*Records shown*.
━━━━━━━━━━━━━━━━━━━━

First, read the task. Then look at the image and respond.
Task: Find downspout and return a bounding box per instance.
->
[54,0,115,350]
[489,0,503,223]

━━━━━━━━━━━━━━━━━━━━

*Aim*.
Copy all of the lines above word for word, without changing anything.

*Written reply*.
First, read the task. Then look at the image and respond.
Task: Find downspout and return a bounding box per instance.
->
[54,0,115,350]
[489,0,503,223]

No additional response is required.